### Aim of the exercise
Rewrite only the lines of the records below from the line containing "Q: For each instance of the curved" through the line containing "x=584 y=747", both included, keeping the requests as they are. Increase every coordinate in the answers by 149, but leave the requests and their sample coordinates unchanged.
++++ Dataset records ++++
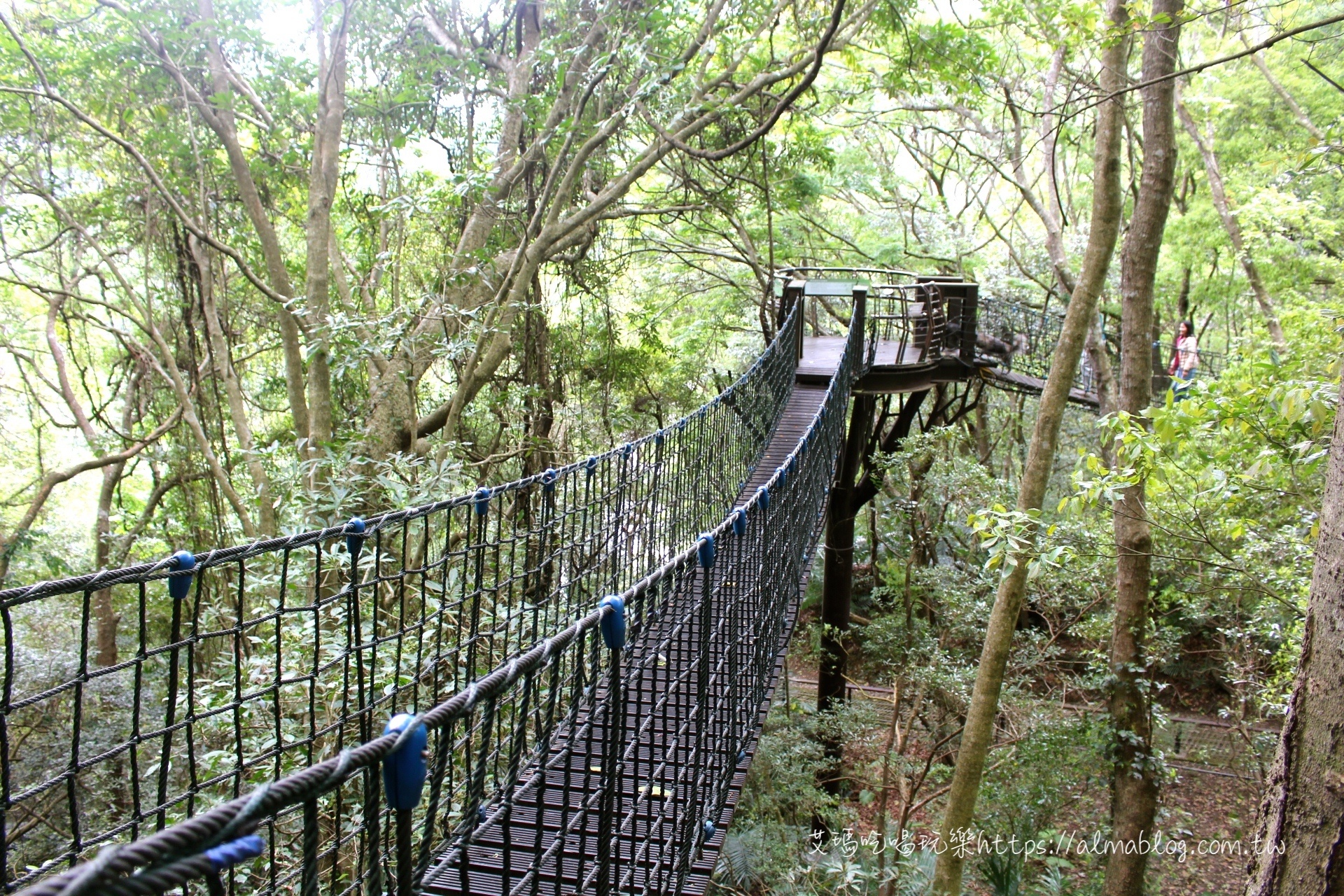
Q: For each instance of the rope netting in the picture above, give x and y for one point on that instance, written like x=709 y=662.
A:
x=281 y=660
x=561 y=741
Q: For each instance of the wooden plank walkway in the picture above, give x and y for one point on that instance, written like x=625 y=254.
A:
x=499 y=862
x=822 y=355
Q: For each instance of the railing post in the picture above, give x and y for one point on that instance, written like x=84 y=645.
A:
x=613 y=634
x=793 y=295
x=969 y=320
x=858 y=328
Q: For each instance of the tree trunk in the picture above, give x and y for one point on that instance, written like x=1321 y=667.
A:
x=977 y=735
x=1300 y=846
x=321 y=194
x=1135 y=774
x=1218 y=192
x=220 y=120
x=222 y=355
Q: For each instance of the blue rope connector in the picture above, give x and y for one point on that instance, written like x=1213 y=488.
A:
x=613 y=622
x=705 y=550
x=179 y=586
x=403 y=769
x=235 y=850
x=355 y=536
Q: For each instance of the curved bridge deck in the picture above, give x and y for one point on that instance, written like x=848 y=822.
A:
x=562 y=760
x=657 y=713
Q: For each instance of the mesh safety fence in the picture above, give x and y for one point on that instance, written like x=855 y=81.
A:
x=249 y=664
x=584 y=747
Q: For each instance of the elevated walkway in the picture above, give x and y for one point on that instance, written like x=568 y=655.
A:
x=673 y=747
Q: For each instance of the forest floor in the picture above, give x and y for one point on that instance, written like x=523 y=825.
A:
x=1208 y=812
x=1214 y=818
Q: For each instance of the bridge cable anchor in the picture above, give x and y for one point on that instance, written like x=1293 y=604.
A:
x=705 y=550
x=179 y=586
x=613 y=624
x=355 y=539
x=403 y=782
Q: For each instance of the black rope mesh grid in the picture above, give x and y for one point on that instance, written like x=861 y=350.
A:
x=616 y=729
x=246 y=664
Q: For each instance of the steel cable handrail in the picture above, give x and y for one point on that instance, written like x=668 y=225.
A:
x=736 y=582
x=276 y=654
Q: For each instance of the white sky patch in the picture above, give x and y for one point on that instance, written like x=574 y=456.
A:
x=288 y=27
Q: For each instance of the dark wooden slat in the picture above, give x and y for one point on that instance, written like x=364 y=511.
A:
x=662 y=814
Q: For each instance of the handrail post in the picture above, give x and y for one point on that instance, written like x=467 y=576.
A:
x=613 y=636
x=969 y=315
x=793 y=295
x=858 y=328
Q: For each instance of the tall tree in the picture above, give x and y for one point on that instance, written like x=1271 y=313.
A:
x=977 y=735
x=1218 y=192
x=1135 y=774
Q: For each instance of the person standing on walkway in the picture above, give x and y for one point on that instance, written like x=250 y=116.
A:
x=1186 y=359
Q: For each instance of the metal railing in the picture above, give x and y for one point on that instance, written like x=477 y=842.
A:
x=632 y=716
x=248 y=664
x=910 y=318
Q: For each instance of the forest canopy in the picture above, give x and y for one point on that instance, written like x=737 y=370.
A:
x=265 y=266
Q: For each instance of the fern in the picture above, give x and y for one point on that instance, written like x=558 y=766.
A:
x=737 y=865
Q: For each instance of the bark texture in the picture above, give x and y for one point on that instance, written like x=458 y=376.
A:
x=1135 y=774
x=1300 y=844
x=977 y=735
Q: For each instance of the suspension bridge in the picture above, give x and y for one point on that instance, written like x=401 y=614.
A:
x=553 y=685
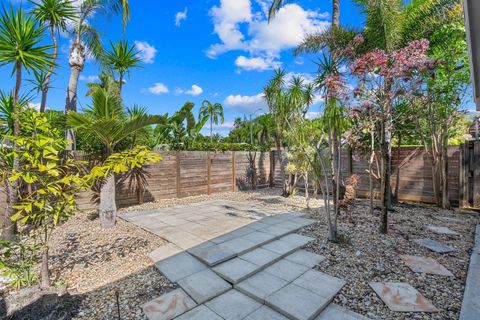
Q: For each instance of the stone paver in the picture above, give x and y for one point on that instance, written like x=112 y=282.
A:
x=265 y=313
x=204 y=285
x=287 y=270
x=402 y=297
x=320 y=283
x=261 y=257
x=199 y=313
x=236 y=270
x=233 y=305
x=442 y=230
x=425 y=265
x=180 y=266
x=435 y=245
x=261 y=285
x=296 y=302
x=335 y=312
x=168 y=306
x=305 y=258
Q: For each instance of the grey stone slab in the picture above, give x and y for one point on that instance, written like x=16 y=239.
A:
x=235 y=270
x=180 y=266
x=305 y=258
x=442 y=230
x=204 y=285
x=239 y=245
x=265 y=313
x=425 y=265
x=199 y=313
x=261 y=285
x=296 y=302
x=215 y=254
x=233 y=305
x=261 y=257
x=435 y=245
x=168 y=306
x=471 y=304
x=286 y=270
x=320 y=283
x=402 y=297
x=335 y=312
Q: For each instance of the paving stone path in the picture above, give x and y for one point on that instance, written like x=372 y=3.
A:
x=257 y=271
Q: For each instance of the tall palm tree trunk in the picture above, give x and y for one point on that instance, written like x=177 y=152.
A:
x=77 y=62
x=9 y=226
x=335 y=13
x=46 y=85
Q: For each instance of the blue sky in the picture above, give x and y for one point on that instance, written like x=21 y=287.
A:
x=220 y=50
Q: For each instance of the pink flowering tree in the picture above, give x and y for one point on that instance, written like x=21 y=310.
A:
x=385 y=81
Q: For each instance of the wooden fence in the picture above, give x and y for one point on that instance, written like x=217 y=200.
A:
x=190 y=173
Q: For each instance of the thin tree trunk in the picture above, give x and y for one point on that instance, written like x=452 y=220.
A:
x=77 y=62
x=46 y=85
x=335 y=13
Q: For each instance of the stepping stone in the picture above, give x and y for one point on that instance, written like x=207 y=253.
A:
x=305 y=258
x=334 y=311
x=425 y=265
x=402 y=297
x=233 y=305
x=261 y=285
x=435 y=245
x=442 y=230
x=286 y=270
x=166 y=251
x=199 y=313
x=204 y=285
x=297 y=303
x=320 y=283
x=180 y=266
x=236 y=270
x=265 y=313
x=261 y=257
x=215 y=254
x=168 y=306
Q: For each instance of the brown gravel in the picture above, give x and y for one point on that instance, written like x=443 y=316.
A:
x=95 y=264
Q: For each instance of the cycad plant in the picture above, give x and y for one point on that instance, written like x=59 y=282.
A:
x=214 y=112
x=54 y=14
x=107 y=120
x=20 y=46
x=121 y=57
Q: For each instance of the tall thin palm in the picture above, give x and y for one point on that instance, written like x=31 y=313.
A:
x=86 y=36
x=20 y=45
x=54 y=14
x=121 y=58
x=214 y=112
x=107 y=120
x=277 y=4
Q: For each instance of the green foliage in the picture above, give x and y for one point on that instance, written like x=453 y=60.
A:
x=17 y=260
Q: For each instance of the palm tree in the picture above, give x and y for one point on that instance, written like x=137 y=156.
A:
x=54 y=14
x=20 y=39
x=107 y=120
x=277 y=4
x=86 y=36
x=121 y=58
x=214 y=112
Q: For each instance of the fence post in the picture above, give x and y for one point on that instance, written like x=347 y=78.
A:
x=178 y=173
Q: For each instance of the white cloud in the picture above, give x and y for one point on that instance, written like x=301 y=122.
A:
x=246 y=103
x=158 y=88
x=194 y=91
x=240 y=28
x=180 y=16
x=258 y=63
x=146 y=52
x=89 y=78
++++
### Exercise answer
Q: For each instance of the curved bridge deck in the picture above, give x and y for one point on that instance, written like x=848 y=822.
A:
x=711 y=909
x=806 y=862
Q: For each instance of the mesh safety fence in the picture above, give x and y for one point on that instance, written like x=855 y=81.
A:
x=398 y=813
x=733 y=896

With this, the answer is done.